▶ _EXERCISE DETAILS_
Extract, verbatim, the lines below from the line with "Could you spot the fluorescent" up to and including the line with "(686, 1055)".

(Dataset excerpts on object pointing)
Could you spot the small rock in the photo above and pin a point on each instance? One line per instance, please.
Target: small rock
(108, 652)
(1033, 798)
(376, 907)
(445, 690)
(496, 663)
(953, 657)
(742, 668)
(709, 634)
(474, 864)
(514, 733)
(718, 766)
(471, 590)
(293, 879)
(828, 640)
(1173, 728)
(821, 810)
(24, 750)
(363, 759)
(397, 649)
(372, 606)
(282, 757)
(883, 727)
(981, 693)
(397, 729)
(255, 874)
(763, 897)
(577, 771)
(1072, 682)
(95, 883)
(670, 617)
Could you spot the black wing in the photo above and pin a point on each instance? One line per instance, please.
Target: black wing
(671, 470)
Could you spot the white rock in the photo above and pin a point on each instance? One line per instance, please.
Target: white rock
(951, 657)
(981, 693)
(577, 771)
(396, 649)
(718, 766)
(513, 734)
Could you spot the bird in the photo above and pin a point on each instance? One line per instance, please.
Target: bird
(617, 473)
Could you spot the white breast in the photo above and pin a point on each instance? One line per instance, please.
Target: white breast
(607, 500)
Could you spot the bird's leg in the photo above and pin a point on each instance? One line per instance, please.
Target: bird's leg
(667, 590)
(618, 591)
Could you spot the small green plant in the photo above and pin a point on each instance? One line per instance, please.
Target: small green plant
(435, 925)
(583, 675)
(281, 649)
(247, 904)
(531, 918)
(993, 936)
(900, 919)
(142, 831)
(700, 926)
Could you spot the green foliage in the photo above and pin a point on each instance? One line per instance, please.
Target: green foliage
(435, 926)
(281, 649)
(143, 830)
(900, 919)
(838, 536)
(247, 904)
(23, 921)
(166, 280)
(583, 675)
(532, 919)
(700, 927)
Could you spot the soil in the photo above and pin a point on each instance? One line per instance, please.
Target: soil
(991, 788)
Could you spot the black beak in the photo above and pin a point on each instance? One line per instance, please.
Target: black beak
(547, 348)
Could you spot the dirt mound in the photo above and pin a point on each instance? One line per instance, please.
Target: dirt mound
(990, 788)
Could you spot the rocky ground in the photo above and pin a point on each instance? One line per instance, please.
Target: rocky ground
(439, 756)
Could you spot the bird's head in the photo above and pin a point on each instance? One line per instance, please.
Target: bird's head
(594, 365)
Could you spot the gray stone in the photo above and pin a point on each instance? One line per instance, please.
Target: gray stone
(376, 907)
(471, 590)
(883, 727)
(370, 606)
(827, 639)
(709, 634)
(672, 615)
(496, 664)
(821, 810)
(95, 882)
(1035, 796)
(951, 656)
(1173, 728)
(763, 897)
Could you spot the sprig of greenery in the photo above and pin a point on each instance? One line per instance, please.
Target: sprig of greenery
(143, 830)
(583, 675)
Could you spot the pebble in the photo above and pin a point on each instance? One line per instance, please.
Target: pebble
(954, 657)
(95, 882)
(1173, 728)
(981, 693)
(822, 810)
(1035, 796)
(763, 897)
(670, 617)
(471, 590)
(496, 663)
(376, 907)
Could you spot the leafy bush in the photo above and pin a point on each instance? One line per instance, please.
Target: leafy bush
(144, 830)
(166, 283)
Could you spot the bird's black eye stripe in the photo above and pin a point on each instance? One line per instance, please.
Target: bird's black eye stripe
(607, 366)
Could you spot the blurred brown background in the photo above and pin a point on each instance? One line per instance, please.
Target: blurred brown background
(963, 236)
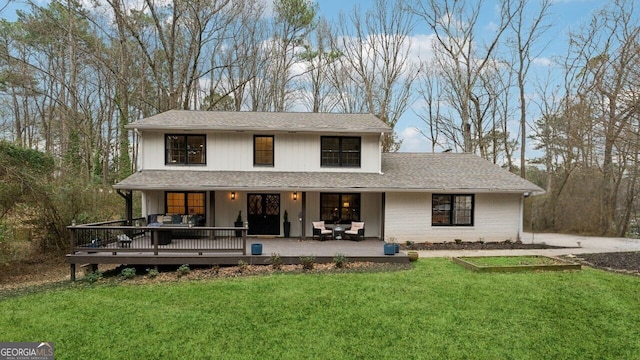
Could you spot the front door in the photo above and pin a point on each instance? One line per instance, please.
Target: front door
(264, 214)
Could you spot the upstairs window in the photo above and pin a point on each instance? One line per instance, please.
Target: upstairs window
(452, 210)
(185, 150)
(263, 150)
(185, 203)
(339, 151)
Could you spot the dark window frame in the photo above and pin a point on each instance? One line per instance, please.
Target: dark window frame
(273, 150)
(451, 214)
(342, 152)
(332, 213)
(186, 201)
(167, 159)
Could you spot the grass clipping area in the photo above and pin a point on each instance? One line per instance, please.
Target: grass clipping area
(437, 309)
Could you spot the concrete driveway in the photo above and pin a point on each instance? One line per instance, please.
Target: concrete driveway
(575, 244)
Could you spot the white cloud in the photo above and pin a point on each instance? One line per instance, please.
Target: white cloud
(413, 141)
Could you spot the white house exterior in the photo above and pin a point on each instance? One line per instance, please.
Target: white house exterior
(318, 166)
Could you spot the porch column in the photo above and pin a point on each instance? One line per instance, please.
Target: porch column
(303, 232)
(383, 210)
(128, 198)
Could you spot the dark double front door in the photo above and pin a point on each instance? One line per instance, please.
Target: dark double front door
(264, 214)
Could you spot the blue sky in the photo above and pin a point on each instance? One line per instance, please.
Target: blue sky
(566, 15)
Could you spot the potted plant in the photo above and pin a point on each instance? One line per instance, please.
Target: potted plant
(238, 223)
(286, 224)
(413, 255)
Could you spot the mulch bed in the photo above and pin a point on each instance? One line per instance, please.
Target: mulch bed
(477, 245)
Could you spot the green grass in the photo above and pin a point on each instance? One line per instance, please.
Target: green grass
(436, 310)
(510, 260)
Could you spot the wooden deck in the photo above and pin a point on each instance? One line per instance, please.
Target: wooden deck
(207, 246)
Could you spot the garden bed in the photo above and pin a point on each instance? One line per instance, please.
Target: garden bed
(515, 263)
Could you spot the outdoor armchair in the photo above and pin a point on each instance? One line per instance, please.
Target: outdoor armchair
(320, 230)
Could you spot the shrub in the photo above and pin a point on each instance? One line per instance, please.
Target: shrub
(276, 261)
(242, 266)
(340, 261)
(93, 277)
(128, 273)
(307, 262)
(183, 270)
(151, 272)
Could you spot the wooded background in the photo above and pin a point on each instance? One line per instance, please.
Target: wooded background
(73, 75)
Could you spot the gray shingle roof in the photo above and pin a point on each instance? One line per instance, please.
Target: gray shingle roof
(401, 172)
(262, 121)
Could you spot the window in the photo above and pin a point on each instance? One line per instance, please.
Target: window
(339, 208)
(185, 150)
(452, 210)
(185, 203)
(263, 150)
(340, 151)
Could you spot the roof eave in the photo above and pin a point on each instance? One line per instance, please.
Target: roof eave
(258, 129)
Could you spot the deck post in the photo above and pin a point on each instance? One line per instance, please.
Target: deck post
(155, 235)
(72, 238)
(244, 241)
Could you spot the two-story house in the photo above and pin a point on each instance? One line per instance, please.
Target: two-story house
(209, 166)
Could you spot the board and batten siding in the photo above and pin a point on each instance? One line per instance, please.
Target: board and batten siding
(497, 217)
(233, 151)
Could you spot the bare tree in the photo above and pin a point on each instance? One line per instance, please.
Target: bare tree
(527, 26)
(376, 53)
(461, 57)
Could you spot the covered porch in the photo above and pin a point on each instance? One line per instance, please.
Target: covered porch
(117, 243)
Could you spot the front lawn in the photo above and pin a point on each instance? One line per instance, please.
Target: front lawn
(437, 310)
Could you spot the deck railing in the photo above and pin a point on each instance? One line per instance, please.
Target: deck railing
(117, 237)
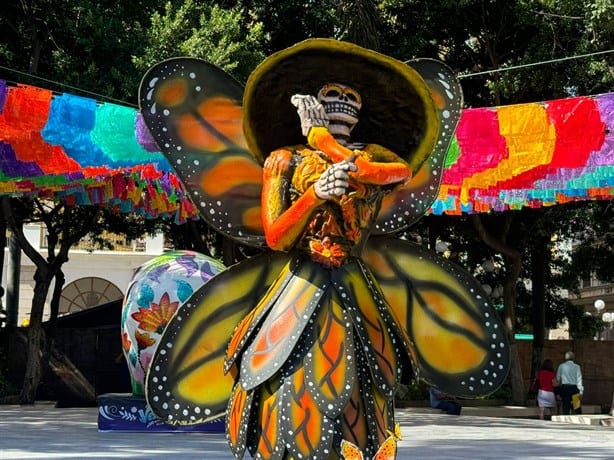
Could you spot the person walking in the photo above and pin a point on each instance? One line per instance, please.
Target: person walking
(569, 375)
(545, 390)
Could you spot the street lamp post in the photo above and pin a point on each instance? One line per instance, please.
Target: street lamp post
(599, 306)
(608, 318)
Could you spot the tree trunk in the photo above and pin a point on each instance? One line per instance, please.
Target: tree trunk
(539, 265)
(54, 308)
(513, 265)
(36, 337)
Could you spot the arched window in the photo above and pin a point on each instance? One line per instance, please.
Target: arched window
(87, 292)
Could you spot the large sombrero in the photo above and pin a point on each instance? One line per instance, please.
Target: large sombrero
(397, 110)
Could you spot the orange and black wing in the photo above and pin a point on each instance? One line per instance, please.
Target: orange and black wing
(408, 202)
(186, 383)
(453, 332)
(193, 111)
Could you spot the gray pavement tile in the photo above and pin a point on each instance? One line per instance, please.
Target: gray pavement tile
(45, 432)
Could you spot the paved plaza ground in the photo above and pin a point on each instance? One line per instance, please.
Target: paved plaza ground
(45, 432)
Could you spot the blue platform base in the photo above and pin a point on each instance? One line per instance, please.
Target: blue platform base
(125, 412)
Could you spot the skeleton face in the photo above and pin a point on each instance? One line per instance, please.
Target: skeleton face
(342, 104)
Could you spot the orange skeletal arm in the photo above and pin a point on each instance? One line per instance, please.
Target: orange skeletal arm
(389, 171)
(283, 222)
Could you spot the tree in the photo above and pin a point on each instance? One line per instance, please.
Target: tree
(226, 37)
(65, 226)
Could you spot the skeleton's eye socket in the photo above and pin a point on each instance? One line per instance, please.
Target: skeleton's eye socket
(352, 95)
(332, 92)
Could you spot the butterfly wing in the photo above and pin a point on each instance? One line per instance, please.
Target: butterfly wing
(186, 382)
(453, 332)
(193, 111)
(408, 202)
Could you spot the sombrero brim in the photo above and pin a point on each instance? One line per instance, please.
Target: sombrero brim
(397, 112)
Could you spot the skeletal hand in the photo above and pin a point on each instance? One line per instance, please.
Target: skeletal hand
(310, 111)
(335, 180)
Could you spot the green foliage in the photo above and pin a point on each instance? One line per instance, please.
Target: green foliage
(228, 38)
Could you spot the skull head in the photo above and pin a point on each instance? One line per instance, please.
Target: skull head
(342, 104)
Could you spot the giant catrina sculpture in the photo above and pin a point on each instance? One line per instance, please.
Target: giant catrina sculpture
(302, 347)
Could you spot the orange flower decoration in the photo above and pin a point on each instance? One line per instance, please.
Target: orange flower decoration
(126, 343)
(143, 340)
(327, 253)
(155, 318)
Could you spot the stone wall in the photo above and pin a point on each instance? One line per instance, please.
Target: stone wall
(595, 357)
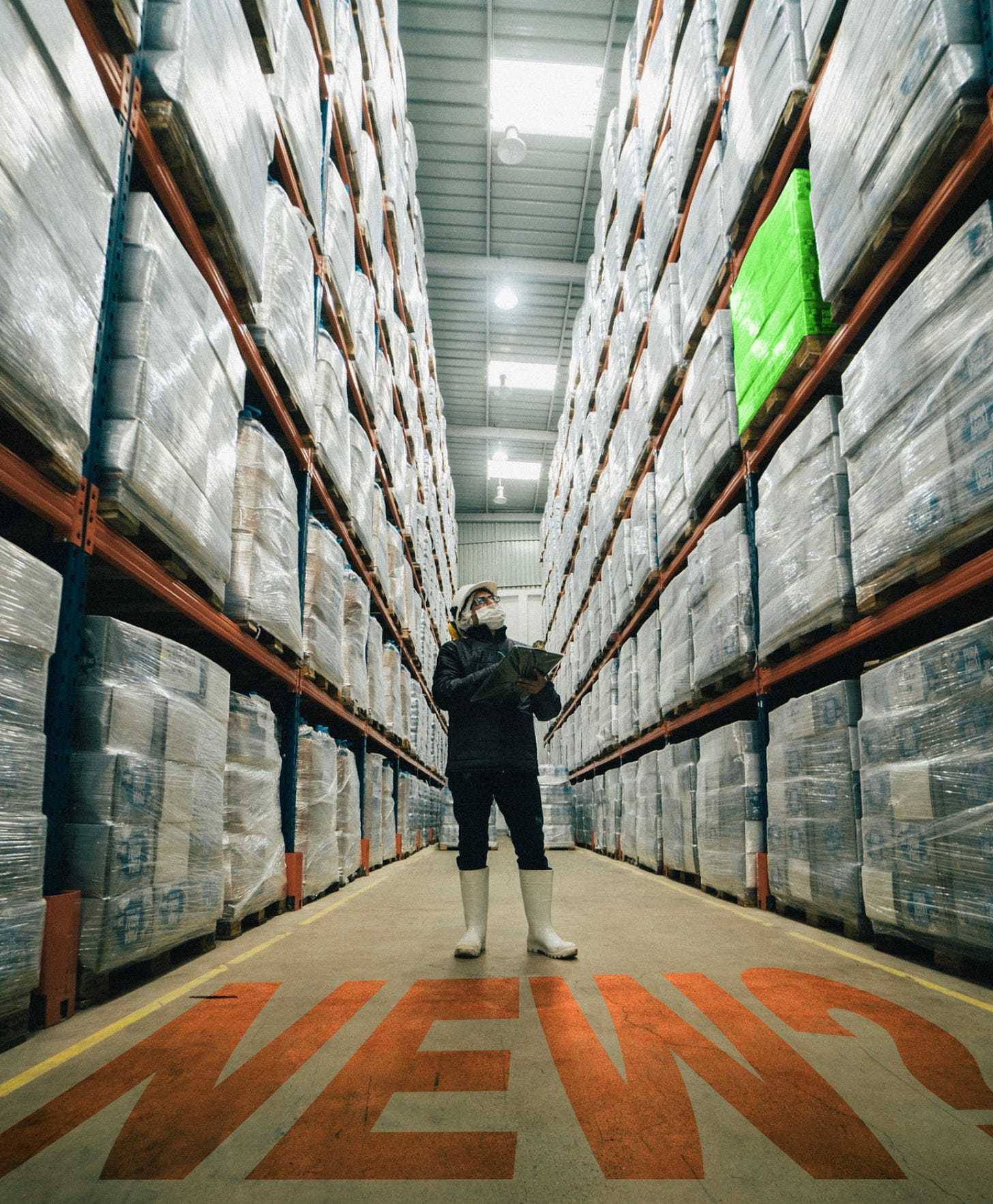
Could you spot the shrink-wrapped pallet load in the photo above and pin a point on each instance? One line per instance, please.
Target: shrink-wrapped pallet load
(254, 854)
(29, 609)
(206, 99)
(731, 808)
(59, 138)
(175, 390)
(926, 743)
(802, 533)
(264, 588)
(143, 843)
(813, 829)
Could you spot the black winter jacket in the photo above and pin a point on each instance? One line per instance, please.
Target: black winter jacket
(484, 735)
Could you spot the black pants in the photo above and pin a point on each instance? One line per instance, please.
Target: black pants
(519, 799)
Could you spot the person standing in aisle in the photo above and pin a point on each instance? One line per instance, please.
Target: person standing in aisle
(492, 755)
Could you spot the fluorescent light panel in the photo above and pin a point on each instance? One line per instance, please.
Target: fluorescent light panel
(557, 99)
(537, 377)
(513, 470)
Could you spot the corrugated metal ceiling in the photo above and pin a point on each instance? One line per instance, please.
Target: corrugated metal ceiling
(543, 209)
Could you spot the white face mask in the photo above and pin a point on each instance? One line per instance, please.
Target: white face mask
(491, 615)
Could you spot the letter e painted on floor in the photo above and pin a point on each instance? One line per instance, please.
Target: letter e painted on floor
(335, 1139)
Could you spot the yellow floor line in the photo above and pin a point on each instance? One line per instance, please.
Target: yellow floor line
(133, 1018)
(756, 917)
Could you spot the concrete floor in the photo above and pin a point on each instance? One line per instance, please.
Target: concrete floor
(686, 1055)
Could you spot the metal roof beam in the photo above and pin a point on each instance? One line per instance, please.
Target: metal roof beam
(447, 263)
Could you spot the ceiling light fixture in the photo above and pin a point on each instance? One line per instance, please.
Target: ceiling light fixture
(506, 297)
(512, 149)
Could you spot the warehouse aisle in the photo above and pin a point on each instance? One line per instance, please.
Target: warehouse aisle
(863, 1067)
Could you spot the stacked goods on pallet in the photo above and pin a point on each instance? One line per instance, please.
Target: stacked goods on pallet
(678, 804)
(357, 623)
(295, 92)
(802, 535)
(675, 647)
(629, 829)
(916, 426)
(264, 588)
(722, 604)
(59, 138)
(29, 608)
(349, 817)
(696, 87)
(143, 843)
(769, 81)
(324, 604)
(286, 318)
(331, 435)
(709, 417)
(175, 390)
(205, 98)
(813, 829)
(254, 854)
(775, 302)
(648, 827)
(317, 809)
(388, 806)
(927, 779)
(921, 91)
(705, 250)
(558, 807)
(731, 808)
(372, 807)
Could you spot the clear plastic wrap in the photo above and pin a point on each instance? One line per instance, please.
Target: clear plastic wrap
(722, 609)
(317, 809)
(916, 426)
(731, 808)
(813, 829)
(802, 533)
(324, 604)
(264, 588)
(201, 58)
(349, 814)
(769, 80)
(332, 434)
(927, 780)
(357, 631)
(678, 804)
(254, 854)
(175, 390)
(286, 318)
(59, 138)
(709, 412)
(143, 843)
(696, 87)
(295, 92)
(705, 250)
(906, 78)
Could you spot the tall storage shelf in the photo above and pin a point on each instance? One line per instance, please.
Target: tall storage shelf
(829, 572)
(107, 558)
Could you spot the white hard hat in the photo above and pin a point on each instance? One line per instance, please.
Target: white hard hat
(466, 591)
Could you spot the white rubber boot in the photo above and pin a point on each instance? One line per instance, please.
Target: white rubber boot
(542, 938)
(475, 885)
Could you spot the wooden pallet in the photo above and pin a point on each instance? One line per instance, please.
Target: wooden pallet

▶ _EXERCISE OUTPUT_
Could you spot the fluorescent light panel in the photo above and pin a point on each instance? One line per instance, please.
Target: fluorescent light panel
(557, 99)
(537, 377)
(513, 470)
Could you spot the corrugated metal ceiling in the photo above and pin a point on each instance? One line per instance, please.
Target: corrugated metal ceiling
(543, 209)
Could you spot the white face mask in the photo above and pin a point on each instance? One line per instance, please.
Target: white face mask
(491, 615)
Could you spot the letter e painted on floor in the photo above and pin a point on each instance? One line per instance, please.
Target: letter e painted on floor
(335, 1139)
Could you spot the yellow floor line in the photo above and pin a point on each instance? One line per instance, please.
Target: yellow floor line
(133, 1018)
(756, 917)
Could you spot the concrete floor in the photo above and pin a point on each instance? One line per instance, please.
Target: concrete floor
(686, 1055)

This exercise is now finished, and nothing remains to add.